Brisket

Ingredients

  • 50/50 salt pepper, thoroughly mixed. I usually keep it in a Tupperware container premixed since I use a salt-pepper mix a lot. A 17 lb brisket takes about a half cup of each (ish).
  • A roll of pink butcher paper. I get mine from Amazon. The wider the better, 24″ or wider is pretty good.
  • A roll of heavy duty aluminum foil, again, wider the better.
  • 1 jar of Stubbs “Sweet Heat” or “Sticky Sweat” BBQ sauce (for the burnt ends)
  • 1/2 cup of brown sugar (for the burnt ends)
  • A disposable baking pan for the burnt ends, depends on the size of the meat you’re cooking. A 9×13 pan usually does great for a 17lb brisket.

Directions

  1. Trim the brisket. There’s plenty of videos on this, Aaron Franklin’s videos on YouTube are very good and I highly recommend them. Video #1. Video #2.
  2. Sprinkle the brisket with the 50/50 mix of salt and pepper, liberally, on both sides.
  3. I usually let the brisket sit in the fridge for a few hours, uncovered, with the salt and pepper on it.
  4. Fire up the Egg and get it stable at 225-250F indirect. I put the heat deflectors on the lower position. Add your wood for smoking, I’m a big fan of pecan.
  5. Drop the meat on the Egg and get your temp probes setup; one on the grate, one on the flat, and one on the point.

----

▶ **INSTRUCTION 1**: Reproduce the brisket recipe word for word, starting at "1. Trim the" and ending at "on both sides.".
▶ **INSTRUCTION 2**: Carry the brisket recipe forward from its last sentence.
The lines are not needed for any of this.

----

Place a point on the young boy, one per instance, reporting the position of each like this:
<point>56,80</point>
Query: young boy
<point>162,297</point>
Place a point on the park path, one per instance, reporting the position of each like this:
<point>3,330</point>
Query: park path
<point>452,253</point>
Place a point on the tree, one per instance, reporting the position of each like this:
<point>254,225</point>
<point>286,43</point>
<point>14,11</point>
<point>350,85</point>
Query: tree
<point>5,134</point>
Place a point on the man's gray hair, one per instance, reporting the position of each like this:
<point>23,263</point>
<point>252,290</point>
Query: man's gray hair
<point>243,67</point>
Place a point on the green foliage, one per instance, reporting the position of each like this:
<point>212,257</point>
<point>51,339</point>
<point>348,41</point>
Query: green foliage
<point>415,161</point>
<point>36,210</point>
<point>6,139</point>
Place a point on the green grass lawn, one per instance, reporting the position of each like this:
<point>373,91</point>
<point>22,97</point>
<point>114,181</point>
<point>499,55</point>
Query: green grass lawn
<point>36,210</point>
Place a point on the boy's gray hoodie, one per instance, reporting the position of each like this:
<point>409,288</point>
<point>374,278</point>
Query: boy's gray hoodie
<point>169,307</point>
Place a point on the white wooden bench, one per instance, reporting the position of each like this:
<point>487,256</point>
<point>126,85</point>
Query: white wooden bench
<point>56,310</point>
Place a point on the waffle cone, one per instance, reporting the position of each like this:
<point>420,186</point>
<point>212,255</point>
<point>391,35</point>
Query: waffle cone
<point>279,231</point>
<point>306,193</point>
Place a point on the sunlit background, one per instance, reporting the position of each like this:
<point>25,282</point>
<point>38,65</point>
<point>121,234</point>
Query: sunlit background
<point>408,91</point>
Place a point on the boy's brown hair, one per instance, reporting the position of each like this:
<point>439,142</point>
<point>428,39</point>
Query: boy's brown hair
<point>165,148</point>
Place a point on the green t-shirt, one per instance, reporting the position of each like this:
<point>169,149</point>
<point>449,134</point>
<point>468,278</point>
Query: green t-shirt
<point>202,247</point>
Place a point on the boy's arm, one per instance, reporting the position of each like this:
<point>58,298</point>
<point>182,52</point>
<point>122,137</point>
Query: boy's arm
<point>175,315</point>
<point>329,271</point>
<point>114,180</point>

----

▶ **RIGHT ANSWER 1**:
1. Trim the brisket. There’s plenty of videos on this, Aaron Franklin’s videos on YouTube are very good and I highly recommend them. Video #1. Video #2.
  2. Sprinkle the brisket with the 50/50 mix of salt and pepper, liberally, on both sides.

▶ **RIGHT ANSWER 2**:
  6. At about 165 (flat), or when you hit the stall, wrap the brisket in the pink butcher paper, and then put it back on the Egg. I usually make my piece of paper big enough that I can go around it twice.
  7. Pull the brisket at ~205 or when it probes like butter.
  8. Unwrap from the butcher paper.
  9. If you’re making burnt ends, separate the point and the flat.
  10. Wrap the flat in a few layers of aluminum foil, a couple towels, and then place in a pre-warmed cooler with a couple 2 liter bottles of VERY HOT water. This will be your “faux cambro” and keep the meat temp high. I’ve left meat in the cooler for as long as four hours and it was still too hot to touch with bare fingers so it does work.
  11. Start making your burnt ends. Cube up the point to 2″ blocks (as best you can) and then drop them into a disposable baking pan.
  12. Mix 1 jar of BBQ sauce and 1/2 cup brown sugar in a bowl, then pour into the baking pan. Mix all that deliciousness up.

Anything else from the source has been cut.